Point labeling entries:
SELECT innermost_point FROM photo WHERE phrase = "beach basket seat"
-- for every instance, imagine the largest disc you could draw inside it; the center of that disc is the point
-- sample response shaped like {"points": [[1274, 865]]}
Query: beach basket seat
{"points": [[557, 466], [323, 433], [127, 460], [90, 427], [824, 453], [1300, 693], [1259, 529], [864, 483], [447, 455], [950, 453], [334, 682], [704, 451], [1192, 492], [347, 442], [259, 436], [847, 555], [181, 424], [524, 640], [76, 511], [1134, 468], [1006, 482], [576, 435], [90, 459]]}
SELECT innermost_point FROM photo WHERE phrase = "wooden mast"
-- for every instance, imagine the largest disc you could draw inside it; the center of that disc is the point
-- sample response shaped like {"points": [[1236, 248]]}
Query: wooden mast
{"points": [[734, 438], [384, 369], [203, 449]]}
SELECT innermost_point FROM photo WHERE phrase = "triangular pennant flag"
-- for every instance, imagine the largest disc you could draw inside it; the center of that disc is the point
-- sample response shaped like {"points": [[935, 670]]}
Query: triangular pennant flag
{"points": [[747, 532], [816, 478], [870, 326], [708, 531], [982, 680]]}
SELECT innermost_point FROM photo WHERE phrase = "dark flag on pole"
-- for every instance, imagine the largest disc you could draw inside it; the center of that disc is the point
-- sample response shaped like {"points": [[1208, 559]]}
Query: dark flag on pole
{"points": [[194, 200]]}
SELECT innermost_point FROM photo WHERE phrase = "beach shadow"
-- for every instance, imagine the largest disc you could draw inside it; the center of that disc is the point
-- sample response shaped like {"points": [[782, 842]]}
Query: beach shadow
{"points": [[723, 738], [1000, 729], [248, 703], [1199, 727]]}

(Given request) Report every line of the entries above that contains the string "like", copying each such line in full.

(Final result)
-- sample response shaped like {"points": [[1274, 865]]}
-- sample response shaped like {"points": [[1236, 248]]}
-- sample response shaped like {"points": [[935, 670]]}
-- sample response shaped like {"points": [[1208, 559]]}
-- sample response shaped like {"points": [[782, 842]]}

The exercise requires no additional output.